_ZITIERTER TEXTAUSZUG:_
Stufe „Lösungssuche“
Nachdem auf der Stufe zuvor die wesentlichen Informationen erhoben worden sind und vorliegen, kann hier gemeinsam mit dem polizeilichen Gegenüber versucht werden, den weiteren Verlauf des Einsatzes zu gestalten. Liegen für die Polizeibeamten ein Handlungszwang und keinerlei Spielraum vor, so kann hier wenigstens die Umsetzung zusammen mit dem Bürger erarbeitet werden. Ist das polizeiliche Handeln nicht zwingend an eine Maßnahme gebunden, kann aber auch gemeinsam mit dem Gegenüber diskutiert werden, was zu tun ist. Durch die Beteiligung des Gegenübers kann die Akzeptanz für die Maßnahme erhöht werden, Widerstand wird unwahrscheinlicher und die Zusammenarbeit wirkt deeskalierend. Auch können durch das gemeinsame Suchen nach Umsetzungswegen mögliche Hindernisse und Probleme bereits erkannt werden, bevor sie auftreten, und so Überraschungen vermieden werden. Daneben ist es auch wichtig, die polizeilichen Maßnahmen anzukündigen, zu erklären und zu begründen. Diese Transparenz für polizeiliches Handeln ist zentral für die Deeskalation.

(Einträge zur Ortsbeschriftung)
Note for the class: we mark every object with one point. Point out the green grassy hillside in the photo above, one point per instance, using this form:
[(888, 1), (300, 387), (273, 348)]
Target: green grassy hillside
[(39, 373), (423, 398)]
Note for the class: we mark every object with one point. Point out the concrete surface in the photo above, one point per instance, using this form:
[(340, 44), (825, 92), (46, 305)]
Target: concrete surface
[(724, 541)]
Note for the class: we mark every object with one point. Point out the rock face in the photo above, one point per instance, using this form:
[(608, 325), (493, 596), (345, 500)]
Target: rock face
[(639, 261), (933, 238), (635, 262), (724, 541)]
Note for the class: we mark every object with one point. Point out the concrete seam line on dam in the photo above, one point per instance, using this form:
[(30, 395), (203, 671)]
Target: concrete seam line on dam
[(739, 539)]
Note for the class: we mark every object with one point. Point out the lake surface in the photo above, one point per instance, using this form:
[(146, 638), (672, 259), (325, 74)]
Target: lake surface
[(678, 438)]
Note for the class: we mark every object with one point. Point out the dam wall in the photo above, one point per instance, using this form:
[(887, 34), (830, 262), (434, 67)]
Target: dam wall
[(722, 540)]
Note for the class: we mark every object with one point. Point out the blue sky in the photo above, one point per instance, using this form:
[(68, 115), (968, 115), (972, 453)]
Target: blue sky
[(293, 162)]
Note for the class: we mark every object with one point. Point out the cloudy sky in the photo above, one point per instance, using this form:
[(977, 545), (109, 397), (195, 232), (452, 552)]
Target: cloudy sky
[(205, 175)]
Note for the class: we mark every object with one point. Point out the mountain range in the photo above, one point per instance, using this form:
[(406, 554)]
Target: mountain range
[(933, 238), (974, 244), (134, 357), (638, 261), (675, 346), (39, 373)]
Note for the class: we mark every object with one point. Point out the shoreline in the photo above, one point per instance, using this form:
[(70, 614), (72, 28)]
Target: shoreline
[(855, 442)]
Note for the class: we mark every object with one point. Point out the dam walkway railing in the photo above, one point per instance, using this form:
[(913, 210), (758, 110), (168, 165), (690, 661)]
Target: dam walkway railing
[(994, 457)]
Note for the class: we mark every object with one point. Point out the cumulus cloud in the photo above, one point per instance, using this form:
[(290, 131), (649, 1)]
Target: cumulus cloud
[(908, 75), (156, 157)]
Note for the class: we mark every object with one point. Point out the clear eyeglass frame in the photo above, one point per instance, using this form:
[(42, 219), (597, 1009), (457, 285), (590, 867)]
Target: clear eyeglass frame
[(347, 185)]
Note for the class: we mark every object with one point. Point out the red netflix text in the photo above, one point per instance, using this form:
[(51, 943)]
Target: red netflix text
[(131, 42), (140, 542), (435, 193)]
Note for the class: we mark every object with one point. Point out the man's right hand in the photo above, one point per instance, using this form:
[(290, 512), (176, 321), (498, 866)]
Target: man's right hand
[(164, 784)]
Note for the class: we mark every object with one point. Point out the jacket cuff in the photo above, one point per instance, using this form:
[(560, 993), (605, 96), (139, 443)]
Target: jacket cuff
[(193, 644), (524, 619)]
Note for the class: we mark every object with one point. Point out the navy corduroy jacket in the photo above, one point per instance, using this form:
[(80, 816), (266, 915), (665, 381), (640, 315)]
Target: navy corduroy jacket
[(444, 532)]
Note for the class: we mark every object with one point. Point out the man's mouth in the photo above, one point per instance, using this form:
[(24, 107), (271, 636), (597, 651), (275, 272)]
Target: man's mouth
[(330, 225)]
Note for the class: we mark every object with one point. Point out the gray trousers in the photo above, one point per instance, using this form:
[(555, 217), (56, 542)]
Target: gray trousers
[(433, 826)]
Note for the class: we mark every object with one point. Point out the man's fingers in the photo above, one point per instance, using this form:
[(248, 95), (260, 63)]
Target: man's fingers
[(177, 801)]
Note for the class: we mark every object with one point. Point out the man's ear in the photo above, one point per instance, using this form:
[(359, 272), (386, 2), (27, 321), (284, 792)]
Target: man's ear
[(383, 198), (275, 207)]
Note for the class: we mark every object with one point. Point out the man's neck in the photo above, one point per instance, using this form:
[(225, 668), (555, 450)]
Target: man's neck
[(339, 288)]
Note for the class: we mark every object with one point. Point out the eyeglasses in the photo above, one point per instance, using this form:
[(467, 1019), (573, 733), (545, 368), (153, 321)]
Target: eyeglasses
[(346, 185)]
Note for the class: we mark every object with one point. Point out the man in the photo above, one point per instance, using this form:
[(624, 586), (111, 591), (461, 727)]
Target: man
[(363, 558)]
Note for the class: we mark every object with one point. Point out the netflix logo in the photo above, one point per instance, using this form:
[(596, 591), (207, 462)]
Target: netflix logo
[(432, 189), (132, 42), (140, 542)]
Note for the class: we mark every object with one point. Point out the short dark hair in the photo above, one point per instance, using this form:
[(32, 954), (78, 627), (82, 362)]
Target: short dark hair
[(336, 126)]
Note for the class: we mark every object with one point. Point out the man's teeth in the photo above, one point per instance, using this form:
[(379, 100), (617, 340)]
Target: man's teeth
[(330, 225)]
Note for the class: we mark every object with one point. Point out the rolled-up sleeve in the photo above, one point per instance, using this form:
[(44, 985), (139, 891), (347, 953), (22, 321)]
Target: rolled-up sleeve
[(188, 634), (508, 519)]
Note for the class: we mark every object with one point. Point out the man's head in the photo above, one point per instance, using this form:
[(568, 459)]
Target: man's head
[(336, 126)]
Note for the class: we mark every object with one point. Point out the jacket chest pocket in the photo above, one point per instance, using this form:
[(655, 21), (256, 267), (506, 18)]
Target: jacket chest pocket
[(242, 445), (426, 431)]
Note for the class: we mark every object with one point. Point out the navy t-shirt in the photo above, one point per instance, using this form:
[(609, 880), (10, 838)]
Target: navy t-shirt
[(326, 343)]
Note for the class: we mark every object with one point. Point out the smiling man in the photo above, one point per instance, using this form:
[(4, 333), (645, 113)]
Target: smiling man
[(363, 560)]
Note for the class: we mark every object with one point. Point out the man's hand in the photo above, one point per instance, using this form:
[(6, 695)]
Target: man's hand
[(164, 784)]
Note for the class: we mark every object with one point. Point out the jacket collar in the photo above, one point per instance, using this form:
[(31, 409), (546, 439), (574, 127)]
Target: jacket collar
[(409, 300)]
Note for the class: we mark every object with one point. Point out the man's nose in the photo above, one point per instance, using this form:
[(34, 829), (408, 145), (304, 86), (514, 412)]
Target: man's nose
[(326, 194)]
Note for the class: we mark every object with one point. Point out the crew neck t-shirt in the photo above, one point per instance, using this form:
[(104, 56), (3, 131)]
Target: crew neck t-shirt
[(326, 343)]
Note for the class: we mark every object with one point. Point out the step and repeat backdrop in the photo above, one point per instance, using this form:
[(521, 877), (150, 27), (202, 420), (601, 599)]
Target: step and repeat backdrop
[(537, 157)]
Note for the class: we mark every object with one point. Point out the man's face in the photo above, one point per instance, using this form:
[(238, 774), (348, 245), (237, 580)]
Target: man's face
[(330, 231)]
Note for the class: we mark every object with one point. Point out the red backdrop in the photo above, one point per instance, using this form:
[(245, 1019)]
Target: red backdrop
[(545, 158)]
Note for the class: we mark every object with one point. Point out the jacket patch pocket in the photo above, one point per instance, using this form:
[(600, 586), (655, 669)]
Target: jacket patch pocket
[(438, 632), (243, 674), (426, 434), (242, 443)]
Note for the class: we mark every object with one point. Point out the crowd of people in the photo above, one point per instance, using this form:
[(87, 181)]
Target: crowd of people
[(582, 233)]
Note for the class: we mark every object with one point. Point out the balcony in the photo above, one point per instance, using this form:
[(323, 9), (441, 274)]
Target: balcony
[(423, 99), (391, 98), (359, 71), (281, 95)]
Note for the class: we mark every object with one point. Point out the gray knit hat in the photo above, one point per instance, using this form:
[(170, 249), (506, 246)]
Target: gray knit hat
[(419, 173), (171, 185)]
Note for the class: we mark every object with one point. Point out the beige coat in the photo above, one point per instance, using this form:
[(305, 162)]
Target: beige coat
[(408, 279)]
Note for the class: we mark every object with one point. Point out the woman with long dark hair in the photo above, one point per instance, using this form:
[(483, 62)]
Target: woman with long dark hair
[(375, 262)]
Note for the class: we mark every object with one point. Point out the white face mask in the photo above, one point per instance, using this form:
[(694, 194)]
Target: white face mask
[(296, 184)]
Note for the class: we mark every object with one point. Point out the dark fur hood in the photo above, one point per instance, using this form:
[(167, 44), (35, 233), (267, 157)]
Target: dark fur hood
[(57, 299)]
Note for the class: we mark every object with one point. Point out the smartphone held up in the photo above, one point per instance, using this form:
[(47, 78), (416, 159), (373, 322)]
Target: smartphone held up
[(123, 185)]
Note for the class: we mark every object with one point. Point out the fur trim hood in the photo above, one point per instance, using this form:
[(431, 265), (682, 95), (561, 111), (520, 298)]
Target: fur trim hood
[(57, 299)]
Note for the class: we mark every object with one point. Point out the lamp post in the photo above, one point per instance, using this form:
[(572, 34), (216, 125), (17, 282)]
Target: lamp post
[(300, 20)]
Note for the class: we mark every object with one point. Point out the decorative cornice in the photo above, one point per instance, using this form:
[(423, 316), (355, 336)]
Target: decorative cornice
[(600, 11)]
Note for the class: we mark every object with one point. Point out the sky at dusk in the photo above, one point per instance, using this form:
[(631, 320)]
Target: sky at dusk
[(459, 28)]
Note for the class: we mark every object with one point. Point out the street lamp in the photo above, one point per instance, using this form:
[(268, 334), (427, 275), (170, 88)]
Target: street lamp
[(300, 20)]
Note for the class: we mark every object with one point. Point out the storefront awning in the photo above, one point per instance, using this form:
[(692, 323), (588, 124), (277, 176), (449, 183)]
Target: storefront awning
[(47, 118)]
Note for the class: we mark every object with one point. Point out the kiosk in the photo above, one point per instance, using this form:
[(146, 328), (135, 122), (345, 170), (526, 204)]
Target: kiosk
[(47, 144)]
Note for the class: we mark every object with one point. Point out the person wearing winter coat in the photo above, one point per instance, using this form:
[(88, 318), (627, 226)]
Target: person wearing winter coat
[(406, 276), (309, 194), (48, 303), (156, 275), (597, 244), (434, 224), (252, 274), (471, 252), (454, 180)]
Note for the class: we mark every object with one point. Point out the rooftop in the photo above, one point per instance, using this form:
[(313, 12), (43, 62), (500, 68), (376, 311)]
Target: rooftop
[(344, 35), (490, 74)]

_AUFGABENBESCHREIBUNG:_
Setzen Sie den Textauszug über die Stufe „Lösungssuche“ im polizeilichen Einsatz nach seinem letzten Satz fort. Die Einträge sind eigenständiges Material, das nicht zum Textauszug gehört.

_ÜBUNGSERGEBNIS:_
Stufe „Lösungsumsetzung“
In dieser Stufe geht es letztendlich darum, die beschlossenen polizeilichen Maßnahmen umzusetzen. Um auch während der Umsetzung der Konfliktlösung bzw. der polizeilichen Maßnahmen deeskalierend zu handeln, sollte weiterhin für Transparenz über die polizeilichen Handlungen gesorgt werden (vgl. die sogenannte einsatzbegleitende Kommunikation). So können Umsetzungsschritte erwähnt oder angekündigt werden.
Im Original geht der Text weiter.